• _PROBLEM DESCRIPTION_: Copy out each line exactly as it appears.

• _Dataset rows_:
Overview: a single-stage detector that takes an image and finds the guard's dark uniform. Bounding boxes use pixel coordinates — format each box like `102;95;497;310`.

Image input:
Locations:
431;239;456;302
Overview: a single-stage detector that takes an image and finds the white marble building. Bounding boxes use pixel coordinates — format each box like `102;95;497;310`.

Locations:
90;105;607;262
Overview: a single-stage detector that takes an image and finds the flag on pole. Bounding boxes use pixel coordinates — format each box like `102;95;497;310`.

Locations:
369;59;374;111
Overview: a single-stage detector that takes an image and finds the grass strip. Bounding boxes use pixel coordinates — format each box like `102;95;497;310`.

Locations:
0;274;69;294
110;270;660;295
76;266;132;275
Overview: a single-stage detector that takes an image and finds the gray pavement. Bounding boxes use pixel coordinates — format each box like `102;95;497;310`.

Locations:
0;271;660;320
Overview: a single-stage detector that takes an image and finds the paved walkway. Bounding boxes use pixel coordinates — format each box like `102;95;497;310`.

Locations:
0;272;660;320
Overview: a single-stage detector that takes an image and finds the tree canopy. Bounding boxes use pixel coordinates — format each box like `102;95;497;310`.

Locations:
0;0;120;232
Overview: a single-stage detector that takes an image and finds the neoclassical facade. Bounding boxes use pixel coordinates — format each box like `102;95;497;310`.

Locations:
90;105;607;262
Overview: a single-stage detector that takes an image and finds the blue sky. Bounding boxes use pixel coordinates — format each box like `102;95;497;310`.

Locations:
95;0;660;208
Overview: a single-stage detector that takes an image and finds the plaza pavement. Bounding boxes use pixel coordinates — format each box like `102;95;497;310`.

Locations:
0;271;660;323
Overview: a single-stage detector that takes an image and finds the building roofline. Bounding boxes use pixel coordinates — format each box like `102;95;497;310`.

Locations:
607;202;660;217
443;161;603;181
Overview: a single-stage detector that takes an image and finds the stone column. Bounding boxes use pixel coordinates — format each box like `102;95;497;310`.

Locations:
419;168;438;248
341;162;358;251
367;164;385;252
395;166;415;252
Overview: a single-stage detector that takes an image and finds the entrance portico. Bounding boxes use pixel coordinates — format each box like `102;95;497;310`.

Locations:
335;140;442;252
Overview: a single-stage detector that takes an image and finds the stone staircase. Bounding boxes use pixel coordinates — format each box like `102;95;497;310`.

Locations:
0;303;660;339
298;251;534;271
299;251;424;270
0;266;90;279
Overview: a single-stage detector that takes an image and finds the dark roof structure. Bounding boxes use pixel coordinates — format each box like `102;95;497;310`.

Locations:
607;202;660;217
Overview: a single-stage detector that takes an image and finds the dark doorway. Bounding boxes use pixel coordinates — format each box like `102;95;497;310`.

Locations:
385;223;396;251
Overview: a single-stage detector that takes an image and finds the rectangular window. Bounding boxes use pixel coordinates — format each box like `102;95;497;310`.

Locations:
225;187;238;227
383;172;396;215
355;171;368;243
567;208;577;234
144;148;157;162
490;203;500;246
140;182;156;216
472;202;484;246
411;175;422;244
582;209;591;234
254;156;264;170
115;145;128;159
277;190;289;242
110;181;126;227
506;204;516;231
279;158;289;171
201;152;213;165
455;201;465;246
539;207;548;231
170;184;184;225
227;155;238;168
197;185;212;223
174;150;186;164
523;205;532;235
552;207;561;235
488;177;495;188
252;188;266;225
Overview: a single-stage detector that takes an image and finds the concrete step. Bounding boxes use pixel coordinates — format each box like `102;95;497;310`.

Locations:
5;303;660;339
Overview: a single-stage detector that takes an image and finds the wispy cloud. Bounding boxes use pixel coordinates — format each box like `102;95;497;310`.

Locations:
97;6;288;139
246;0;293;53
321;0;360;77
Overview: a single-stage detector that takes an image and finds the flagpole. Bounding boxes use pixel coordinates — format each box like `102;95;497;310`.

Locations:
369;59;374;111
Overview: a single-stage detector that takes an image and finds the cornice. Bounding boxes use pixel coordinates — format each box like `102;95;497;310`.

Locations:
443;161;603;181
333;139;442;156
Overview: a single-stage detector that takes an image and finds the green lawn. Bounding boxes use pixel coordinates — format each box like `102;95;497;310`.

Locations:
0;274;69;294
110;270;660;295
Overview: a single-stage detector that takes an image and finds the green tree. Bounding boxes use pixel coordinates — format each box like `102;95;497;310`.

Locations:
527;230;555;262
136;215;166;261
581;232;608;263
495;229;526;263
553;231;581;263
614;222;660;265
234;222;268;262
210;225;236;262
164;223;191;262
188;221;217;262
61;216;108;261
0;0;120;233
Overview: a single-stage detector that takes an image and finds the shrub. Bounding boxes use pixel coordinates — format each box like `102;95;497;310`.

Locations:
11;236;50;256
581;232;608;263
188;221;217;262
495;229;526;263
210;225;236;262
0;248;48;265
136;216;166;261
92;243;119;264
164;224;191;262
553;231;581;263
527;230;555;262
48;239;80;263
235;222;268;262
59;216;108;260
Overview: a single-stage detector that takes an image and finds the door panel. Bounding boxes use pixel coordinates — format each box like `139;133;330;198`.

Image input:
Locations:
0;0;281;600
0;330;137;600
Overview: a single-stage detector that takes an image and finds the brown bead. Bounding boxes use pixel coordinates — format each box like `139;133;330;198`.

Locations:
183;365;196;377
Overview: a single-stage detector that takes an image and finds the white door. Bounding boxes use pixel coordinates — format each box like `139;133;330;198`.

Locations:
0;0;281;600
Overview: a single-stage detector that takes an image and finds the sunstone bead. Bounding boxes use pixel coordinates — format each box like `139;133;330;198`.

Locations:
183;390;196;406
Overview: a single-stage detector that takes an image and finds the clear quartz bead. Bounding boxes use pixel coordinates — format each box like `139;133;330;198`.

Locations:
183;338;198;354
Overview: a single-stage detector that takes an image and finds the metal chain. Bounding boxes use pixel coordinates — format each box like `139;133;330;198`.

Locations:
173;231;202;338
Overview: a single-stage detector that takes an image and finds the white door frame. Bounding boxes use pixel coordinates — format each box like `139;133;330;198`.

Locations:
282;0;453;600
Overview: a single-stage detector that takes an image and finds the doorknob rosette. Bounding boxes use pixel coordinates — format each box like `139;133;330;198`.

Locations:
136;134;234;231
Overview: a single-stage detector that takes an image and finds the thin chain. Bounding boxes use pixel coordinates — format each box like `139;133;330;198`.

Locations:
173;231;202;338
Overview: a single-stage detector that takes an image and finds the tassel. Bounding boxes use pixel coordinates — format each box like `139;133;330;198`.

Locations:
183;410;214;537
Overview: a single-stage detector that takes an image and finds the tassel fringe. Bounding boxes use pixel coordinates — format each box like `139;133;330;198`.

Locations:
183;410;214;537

• _ANSWER TO THE PROBLEM_:
Overview: a single-stage detector that takes an image and finds the guard's dark uniform. Bounding boxes use pixel coordinates — format each box like `102;95;497;310`.

Image input:
Locations:
431;239;456;302
Overview: a single-stage detector that takes an image and finds the white marble building. Bounding boxes use pixel coordinates — format each box like `102;95;497;310`.

Locations:
90;105;607;262
Overview: a single-stage detector that takes an image and finds the flag on pole. Bounding boxes use pixel coordinates — format each box like `102;95;497;310`.

Locations:
369;59;374;111
Overview: a single-stage detector that takes an image and finds the grass strip. Bounding boxes use pixel coordinates — format each box like `102;95;497;310`.

Locations:
0;274;69;294
110;270;660;295
76;266;132;275
Overview: a single-stage detector that takes an image and finds the gray pavement. Bounding boxes use pixel coordinates — format each box like `102;95;497;310`.

Locations:
0;271;660;320
Overview: a single-stage detector that takes an image and finds the paved walkway. Bounding boxes use pixel coordinates — format each box like `102;95;497;310`.

Locations:
0;272;660;320
Overview: a single-stage detector that takes an image and finds the tree canopy. Bounding boxes use pixel coordinates — format each box like `102;95;497;310`.

Locations:
0;0;120;232
Overview: a single-stage detector that takes an image and finds the neoclassical facade. Bounding boxes use pixel coordinates — format each box like `102;95;497;310`.

Locations:
90;105;607;262
Overview: a single-stage detector that takes an image and finds the blue sky. Bounding boxes use pixel coordinates — format each box like `102;95;497;310`.

Locations:
95;0;660;208
Overview: a single-stage detector that takes an image and finds the plaza pavement. Bounding boxes use pixel coordinates — format each box like `102;95;497;310`.

Locations:
0;271;660;323
Overview: a single-stage detector that takes an image and finds the building roofline. Bounding boxes use pixel coordinates — format each box like `102;95;497;310`.

Locations:
607;202;660;217
443;161;603;181
Overview: a single-stage detector that takes an image and finds the stone column. Bounding boxes use pixel coordinates — format each box like `102;95;497;310`.

Locations:
419;168;438;248
341;162;358;251
367;164;385;252
395;166;415;252
Overview: a single-stage detector that takes an image and finds the entrance portico. Bounding boxes use pixel coordinates — format each box like `102;95;497;310`.

Locations:
335;140;442;252
Overview: a single-stage detector that takes an image and finds the stone staircase. Bounding boxes use pixel coordinates — format each box like `102;95;497;310`.

Locations:
0;303;660;339
298;251;534;271
299;251;424;270
0;266;90;279
Overview: a single-stage detector that takes an image and finds the dark roof structure. Bounding boxes use pixel coordinates — format each box like `102;95;497;310`.

Locations:
607;202;660;217
Overview: a single-stage detector that takes an image and finds the dark doorway. Bounding boxes use pixel coordinates — format each box like `102;95;497;310`.

Locations:
385;223;396;251
Overview: a single-stage detector that takes an image and finds the rectangular window. Bounding boxes use pixel coordinates — format each box like `102;95;497;310`.

Locations:
225;187;238;227
383;172;396;215
355;171;368;243
567;208;577;234
144;148;157;162
490;203;500;246
140;182;156;216
472;202;484;246
411;175;422;244
582;209;591;234
254;156;264;170
115;145;128;159
277;190;289;242
110;181;126;227
506;204;516;231
279;158;289;171
201;152;213;165
455;201;465;246
539;207;548;231
170;184;184;225
227;155;238;168
197;185;212;223
174;150;186;164
523;205;532;235
552;207;561;235
488;177;495;188
252;188;266;225
Overview: a single-stage detector that takes an image and finds the concrete step. Bounding boxes use pixel coordinates — format each box like `102;95;497;310`.

Locations:
5;303;660;339
Overview: a single-stage detector that takes an image and finds the wispy cloud. Bounding boxes use pixel coordinates — format each box like `102;95;497;310`.

Locations:
97;6;288;139
246;0;293;53
321;0;360;77
Overview: a single-stage detector that takes an image and finds the flagpole. Bounding boxes use pixel coordinates — format each box like `102;95;497;310`.

Locations:
369;59;374;111
Overview: a single-stage detector that takes an image and finds the cornice. Bounding boxes use pixel coordinates — format each box like `102;95;497;310`.

Locations:
443;161;603;181
333;139;442;156
Overview: a single-stage detector that takes an image and finds the green lawn. Bounding boxes use pixel coordinates — format each box like `102;95;497;310`.

Locations:
0;274;69;294
110;270;660;295
Overview: a single-stage detector that takes an image and finds the green tree. Bounding boxes use pixel coordinates — format each box like `102;95;497;310`.

Locations:
527;230;555;262
136;215;166;261
581;232;608;263
495;229;526;263
553;231;581;263
614;222;660;265
234;222;268;262
210;225;236;262
164;223;191;262
188;221;217;262
61;216;108;261
0;0;120;233
Overview: a single-stage detector that takes an image and finds the shrub. Bounding boxes use pixel coordinates — format each box like `102;95;497;310`.

Locations:
11;236;50;256
581;232;608;263
188;221;217;262
495;229;526;263
210;225;236;262
0;248;48;265
136;216;166;261
92;243;119;264
164;224;191;262
553;231;581;263
527;230;555;262
48;239;80;263
235;222;268;262
59;216;108;260
Overview: a single-stage detector that takes an image and finds the door panel. Bounding boxes use pixel coordinates — format each box like `139;133;330;198`.

Image input:
Locations:
0;0;281;600
0;330;137;600
Overview: a single-stage detector that takes an image and finds the brown bead. Bounding boxes use pixel coordinates — format each box like `139;133;330;198`.

Locations:
183;365;196;377
Overview: a single-stage detector that takes an image and finds the white door. Bounding boxes use pixel coordinates — format each box like `139;133;330;198`.

Locations:
0;0;281;600
Overview: a single-stage detector that takes an image and finds the sunstone bead. Bounding boxes use pixel coordinates — format each box like `139;133;330;198`.

Locations:
183;390;196;406
Overview: a single-stage detector that takes an image and finds the clear quartz bead. Bounding boxes use pixel coordinates — format each box like `139;133;330;198`.

Locations:
183;338;198;354
Overview: a single-stage detector that takes an image and finds the metal chain. Bounding boxes use pixel coordinates — format each box like `139;133;330;198`.

Locations:
173;231;202;338
Overview: a single-stage detector that takes an image and finds the white door frame. Bounding boxes use pixel coordinates — format each box like `139;133;330;198`.

Locations:
282;0;453;600
Overview: a single-stage detector that takes an image and finds the doorknob rosette. Bounding boxes use pixel coordinates — format each box like `139;133;330;198`.

Locations:
136;134;234;231
Overview: a single-stage detector that takes an image and finds the thin chain. Bounding boxes use pixel coordinates — format each box like `139;133;330;198`.

Locations:
173;231;202;338
Overview: a single-stage detector that takes an image and finds the tassel. Bounding boxes use pixel coordinates — format each box like `139;133;330;198`.

Locations:
183;410;214;537
Overview: a single-stage detector that takes an image and finds the tassel fringe. Bounding boxes use pixel coordinates — format each box like `139;133;330;198`.

Locations:
183;410;214;537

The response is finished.